Excerpt provided:
The Bahamas Weekly is pleased to welcome our newest columnist, Joseph Gaskins:

It may be best to start with a little about me. My name is Joseph Gaskins Jr., but just about everyone calls me Joey. I was born in Freeport, Grand Bahama on February 6th, 1986. I am the progeny of Wilchcombe and Charlton lineage, and that coupled with my nationality as a Bahamian makes me very proud. As a measure of my parents’ hard work and dedication, I was schooled at Mary Star of the Sea and (the institution once known as) Freeport Anglican High School. I left for college in 2003 at 17 years old and I haven’t lived at home since, for reasons which I’m sure will make their way into my writing. I studied Politics at Ithaca College and I am close to finishing a Masters in Race, Ethnicity and Post-colonial studies at the London School of Economics and I’ve been accepted as a PhD student at the same university.

I’ve always conceived of my absence not so much as a journey away from home, but a journey toward a better home; a process of gathering—mostly tools and perhaps even answers. I don’t want to suggest that I have these answers (yet), but my journey has made me aware of two things and it is these two things that form the premise from which I write.

First, despite my lineage and place of birth I am not like other, “authentic” Bahamians and I don’t think I am alone in this. Amidst the traditionalist discourse of chauvinist nationalism and the lazy punditry of old men and their dusty ideas, beyond the regulations of Bahamian identity by the church, the parliament, schools and barroom, barbershop conversations, there are “new Bahamians” and new ways of being Bahamian that are revealing themselves. I invoke here Alain Locke’s seminal work, The New Negro, which was considered to be the definitive text of the Harlem Renaissance, and detailed the magnificent work of those who stepped out of the monotony of an ascribed “negro life” to aspire to something beyond it. I use “new” instead of “different” because I do not make this argument with an assumption that there is a standard from which the “new Bahamian” deviates. Rather, if there ever was a figure that was “purely” Bahamian—embodying an untainted Bahamian existence—he was likely a figment of the national imaginary, never existing but not exactly unreal, and in the face of globalization, now obsolete.

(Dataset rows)
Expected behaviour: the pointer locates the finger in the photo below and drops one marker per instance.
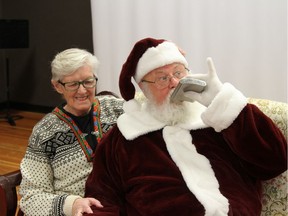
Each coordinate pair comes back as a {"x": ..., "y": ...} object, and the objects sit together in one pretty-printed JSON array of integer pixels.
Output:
[
  {"x": 95, "y": 202},
  {"x": 211, "y": 67}
]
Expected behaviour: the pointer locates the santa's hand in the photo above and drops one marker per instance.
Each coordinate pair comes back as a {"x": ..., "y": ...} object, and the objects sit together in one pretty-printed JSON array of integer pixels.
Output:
[{"x": 212, "y": 88}]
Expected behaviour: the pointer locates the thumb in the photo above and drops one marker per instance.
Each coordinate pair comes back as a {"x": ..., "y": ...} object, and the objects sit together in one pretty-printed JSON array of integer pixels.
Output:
[{"x": 211, "y": 67}]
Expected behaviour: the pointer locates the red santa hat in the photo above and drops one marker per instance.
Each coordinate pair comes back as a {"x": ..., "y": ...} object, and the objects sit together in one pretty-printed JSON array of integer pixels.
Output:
[{"x": 147, "y": 55}]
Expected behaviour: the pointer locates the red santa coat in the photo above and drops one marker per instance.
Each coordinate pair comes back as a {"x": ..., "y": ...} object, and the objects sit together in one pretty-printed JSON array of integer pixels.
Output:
[{"x": 212, "y": 164}]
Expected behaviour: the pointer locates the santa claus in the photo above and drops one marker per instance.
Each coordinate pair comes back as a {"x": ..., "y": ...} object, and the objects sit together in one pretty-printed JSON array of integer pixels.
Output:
[{"x": 205, "y": 156}]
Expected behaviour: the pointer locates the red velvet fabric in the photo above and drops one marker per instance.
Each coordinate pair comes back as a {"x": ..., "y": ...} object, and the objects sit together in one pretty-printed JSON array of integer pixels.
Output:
[{"x": 139, "y": 177}]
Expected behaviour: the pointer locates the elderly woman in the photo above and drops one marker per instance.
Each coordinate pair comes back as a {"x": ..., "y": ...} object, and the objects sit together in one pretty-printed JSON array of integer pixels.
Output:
[{"x": 61, "y": 147}]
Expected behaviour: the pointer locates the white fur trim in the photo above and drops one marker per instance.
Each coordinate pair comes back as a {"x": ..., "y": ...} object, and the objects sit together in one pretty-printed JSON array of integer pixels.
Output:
[
  {"x": 196, "y": 171},
  {"x": 136, "y": 122},
  {"x": 225, "y": 108},
  {"x": 155, "y": 57}
]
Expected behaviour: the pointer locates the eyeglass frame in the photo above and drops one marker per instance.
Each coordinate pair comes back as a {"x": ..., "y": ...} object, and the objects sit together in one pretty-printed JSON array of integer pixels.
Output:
[
  {"x": 79, "y": 83},
  {"x": 159, "y": 86}
]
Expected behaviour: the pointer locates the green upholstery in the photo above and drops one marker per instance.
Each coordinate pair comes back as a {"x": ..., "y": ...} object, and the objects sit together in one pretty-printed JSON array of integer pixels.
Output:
[{"x": 274, "y": 197}]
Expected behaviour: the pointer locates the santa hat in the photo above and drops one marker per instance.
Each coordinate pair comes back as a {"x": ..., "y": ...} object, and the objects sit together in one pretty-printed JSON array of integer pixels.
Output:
[{"x": 147, "y": 55}]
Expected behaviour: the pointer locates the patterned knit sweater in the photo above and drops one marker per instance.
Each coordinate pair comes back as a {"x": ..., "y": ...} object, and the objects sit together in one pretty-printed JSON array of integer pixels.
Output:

Instruction A:
Answer these questions about the columnist's introduction:
(i) In what place was Joseph Gaskins born?
(ii) What subject did he study at Ithaca College?
(iii) Which work by Alain Locke does he invoke?
Instruction B: Print everything in the dataset rows from the line containing "Expected behaviour: the pointer locates the patterned", including that line, down to the last line of the dataset rows.

Correct output A:
(i) Freeport, Grand Bahama
(ii) Politics
(iii) The New Negro

Correct output B:
Expected behaviour: the pointer locates the patterned knit sweater in the photo above and drops one marker per instance.
Each coordinate pair comes back as a {"x": ..., "y": ...} object, and the objects sit together in one pretty-printed JSON array of integer pixels.
Output:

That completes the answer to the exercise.